*** Dataset entries ***

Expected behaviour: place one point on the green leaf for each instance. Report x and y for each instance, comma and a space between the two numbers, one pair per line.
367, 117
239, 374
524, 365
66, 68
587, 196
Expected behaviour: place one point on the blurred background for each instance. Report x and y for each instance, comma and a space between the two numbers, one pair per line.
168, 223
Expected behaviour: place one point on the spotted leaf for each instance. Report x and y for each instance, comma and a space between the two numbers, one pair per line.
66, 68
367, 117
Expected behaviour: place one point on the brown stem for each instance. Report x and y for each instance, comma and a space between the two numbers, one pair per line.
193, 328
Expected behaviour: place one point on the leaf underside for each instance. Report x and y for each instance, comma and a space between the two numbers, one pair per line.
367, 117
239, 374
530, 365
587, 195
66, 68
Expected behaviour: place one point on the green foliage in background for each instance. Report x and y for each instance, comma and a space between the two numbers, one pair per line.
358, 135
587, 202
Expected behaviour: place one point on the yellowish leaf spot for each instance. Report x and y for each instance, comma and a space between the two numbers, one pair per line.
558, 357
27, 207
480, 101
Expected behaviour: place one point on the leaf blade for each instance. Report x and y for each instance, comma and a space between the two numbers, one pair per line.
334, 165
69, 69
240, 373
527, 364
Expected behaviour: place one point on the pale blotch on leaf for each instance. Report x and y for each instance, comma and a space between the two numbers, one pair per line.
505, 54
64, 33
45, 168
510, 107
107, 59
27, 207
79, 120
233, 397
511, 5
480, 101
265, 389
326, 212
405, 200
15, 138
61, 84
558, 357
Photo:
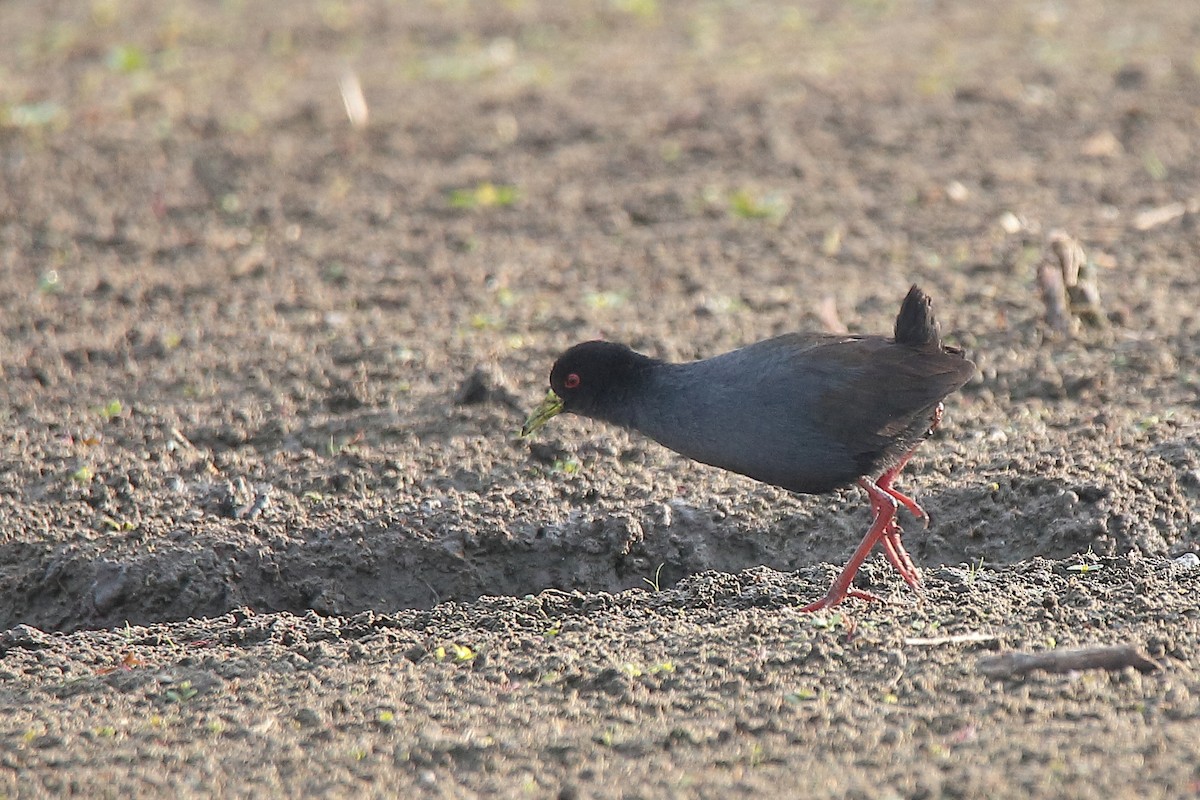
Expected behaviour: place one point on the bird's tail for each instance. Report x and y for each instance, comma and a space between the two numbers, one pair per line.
916, 323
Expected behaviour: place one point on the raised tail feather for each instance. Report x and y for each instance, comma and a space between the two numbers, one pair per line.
916, 323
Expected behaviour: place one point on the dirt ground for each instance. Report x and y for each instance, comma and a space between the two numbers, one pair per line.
265, 524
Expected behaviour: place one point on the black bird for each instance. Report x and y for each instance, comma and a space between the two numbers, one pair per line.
810, 413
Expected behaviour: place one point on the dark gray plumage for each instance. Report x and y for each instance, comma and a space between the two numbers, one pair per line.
805, 411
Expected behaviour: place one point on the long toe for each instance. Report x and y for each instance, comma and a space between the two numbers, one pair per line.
833, 597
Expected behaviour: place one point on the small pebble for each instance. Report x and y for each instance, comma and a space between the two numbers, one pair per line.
1188, 561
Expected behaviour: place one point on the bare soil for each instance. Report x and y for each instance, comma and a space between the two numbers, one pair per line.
265, 523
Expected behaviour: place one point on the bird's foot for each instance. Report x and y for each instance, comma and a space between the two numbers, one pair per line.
834, 596
899, 557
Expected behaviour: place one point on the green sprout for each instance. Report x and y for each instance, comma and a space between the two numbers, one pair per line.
183, 693
484, 196
751, 205
655, 584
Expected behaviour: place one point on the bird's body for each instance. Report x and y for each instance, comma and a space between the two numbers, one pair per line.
804, 411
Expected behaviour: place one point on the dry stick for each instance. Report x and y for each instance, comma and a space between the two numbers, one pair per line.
1102, 657
958, 638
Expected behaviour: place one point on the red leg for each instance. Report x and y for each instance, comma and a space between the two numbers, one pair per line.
883, 530
885, 517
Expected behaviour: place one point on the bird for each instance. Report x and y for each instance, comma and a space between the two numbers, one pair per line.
809, 413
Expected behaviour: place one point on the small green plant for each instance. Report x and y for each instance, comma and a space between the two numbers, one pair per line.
111, 410
655, 584
459, 653
751, 205
801, 696
605, 299
973, 569
181, 693
565, 465
484, 196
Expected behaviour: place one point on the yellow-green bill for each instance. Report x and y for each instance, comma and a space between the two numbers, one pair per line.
550, 408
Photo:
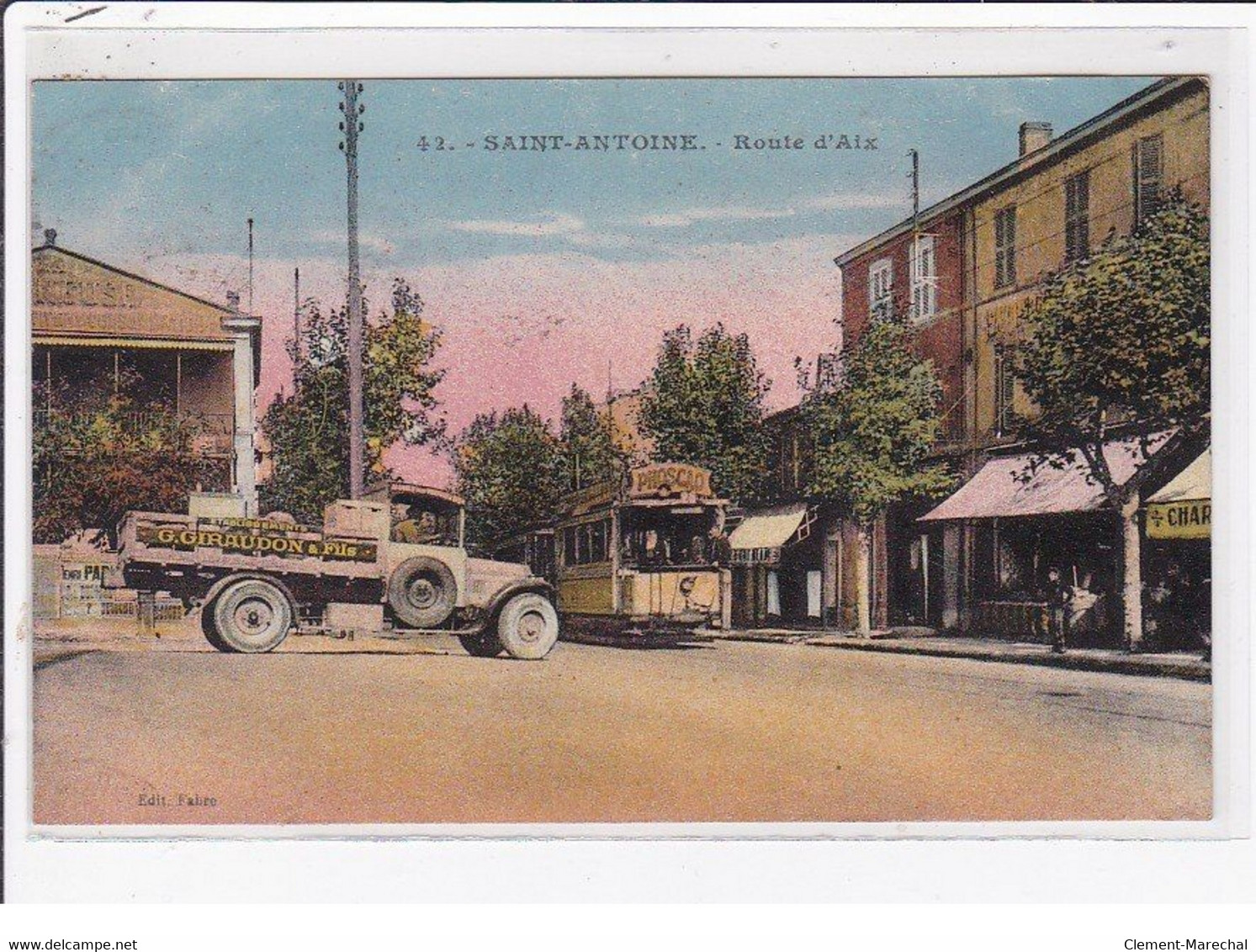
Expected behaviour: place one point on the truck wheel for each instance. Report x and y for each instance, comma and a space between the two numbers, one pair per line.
422, 592
527, 626
481, 644
250, 616
211, 633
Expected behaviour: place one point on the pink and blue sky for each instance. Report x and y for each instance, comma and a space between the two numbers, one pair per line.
542, 269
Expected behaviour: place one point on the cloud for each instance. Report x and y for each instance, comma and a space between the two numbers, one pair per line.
369, 241
856, 200
736, 213
728, 213
553, 225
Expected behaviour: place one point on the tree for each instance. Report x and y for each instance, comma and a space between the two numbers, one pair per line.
588, 448
703, 405
509, 470
308, 428
1118, 346
102, 452
873, 426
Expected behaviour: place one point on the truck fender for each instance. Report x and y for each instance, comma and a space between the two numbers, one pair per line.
515, 588
216, 588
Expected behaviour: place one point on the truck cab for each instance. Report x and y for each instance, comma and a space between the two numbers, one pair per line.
396, 554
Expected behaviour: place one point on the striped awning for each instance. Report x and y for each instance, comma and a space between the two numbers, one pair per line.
1024, 485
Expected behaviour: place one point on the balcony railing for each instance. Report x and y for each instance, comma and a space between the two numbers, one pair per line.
213, 433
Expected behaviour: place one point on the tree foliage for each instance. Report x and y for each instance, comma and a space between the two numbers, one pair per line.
510, 471
588, 448
703, 405
308, 430
102, 452
1120, 341
874, 424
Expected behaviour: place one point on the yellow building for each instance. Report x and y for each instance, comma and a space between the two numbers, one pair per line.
1060, 201
1057, 204
980, 560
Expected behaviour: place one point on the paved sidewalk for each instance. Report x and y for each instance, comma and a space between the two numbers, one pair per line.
1179, 664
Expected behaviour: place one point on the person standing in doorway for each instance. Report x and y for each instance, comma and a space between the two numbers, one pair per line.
1057, 598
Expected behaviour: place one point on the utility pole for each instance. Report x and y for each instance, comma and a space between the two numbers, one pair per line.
297, 315
250, 267
351, 126
914, 270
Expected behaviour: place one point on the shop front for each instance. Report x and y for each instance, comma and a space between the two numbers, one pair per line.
777, 577
1179, 560
1023, 519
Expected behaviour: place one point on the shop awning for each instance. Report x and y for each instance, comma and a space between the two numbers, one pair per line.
1194, 483
1000, 490
1184, 508
767, 527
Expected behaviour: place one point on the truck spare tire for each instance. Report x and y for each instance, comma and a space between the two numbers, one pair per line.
422, 592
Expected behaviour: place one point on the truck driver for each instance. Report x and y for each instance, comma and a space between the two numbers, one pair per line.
416, 526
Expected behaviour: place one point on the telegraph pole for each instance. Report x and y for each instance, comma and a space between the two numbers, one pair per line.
914, 272
250, 267
297, 315
351, 127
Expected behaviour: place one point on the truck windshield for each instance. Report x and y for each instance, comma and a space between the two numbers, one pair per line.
425, 524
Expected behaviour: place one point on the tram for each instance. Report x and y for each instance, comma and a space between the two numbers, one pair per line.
644, 558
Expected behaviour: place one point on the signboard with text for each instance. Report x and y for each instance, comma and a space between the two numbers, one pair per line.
1189, 519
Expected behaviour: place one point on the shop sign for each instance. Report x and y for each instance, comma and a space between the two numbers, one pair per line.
1190, 519
669, 480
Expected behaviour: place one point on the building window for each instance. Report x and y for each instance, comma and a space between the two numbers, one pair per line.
925, 282
1005, 391
1077, 216
1148, 176
1005, 246
881, 290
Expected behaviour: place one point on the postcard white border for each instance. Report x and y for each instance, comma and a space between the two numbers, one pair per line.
758, 860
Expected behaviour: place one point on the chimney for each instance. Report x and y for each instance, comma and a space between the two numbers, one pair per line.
1035, 136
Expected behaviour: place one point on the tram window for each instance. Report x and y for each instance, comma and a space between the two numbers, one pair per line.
586, 544
666, 537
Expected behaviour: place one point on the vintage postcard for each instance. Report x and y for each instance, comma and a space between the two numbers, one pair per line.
418, 450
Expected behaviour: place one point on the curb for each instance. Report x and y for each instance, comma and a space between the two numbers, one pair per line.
1074, 662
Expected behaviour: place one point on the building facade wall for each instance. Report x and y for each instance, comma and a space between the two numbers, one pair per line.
94, 327
1039, 198
980, 310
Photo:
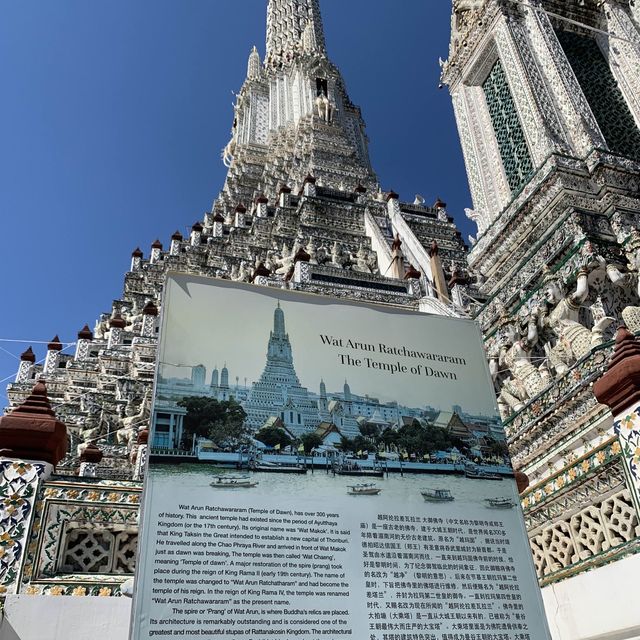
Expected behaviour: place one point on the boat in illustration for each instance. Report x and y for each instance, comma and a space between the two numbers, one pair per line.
476, 473
354, 469
364, 489
275, 467
437, 495
500, 503
233, 482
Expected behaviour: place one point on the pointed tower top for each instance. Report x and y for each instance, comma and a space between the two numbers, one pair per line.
293, 26
278, 321
253, 66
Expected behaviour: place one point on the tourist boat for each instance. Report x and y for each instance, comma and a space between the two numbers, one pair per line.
437, 495
476, 473
354, 469
500, 503
233, 482
273, 467
364, 490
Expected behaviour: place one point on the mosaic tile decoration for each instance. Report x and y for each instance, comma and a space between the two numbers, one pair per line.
509, 134
602, 93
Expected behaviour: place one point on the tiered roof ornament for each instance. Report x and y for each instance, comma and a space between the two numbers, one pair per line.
293, 26
32, 431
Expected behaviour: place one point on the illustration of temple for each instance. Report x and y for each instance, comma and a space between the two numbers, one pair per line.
278, 392
545, 94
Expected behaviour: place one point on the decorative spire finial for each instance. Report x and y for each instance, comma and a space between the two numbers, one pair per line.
292, 26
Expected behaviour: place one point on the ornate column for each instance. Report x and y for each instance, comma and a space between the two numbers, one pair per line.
141, 454
149, 314
90, 458
309, 187
261, 206
240, 214
571, 122
32, 442
53, 357
619, 389
437, 272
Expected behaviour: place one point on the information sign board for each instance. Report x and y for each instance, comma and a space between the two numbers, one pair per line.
324, 469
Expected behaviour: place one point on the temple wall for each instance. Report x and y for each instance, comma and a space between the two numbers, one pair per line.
597, 604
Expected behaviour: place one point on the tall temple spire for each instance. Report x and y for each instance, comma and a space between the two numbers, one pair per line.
293, 26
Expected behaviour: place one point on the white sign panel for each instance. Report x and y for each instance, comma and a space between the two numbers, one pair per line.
324, 469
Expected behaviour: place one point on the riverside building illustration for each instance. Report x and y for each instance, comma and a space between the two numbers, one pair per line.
545, 94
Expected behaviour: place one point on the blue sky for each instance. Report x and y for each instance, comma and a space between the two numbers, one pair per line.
112, 119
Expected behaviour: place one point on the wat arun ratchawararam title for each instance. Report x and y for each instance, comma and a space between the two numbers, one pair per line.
349, 360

***

**Exercise objective:** Lines before the one containing "Expected behaviour: place one point on the white" are to be left out; that line and every line after it through the end of the data should be copied exactly.

**Solved problem:**
Expected behaviour: place one point on the white sign panel for each instance. Report x and y for each instance, comma and a space between the two numbers, one pair per line.
324, 469
Expected behaviour: place one point on the riverside building illustration for each instance. Report x and y for each instance, comma and a space between the two numbers, one pair per line.
545, 94
Expected behaviour: place one point on the blue sky for each instance. Report x and y for each instance, comma and a space between the two numbers, one pair per line.
112, 119
Expected behaviour: place one point on the wat arun ratchawararam title for each instance. Report x and y for each instance, comma and a space between the two numbers, one pair per line.
349, 360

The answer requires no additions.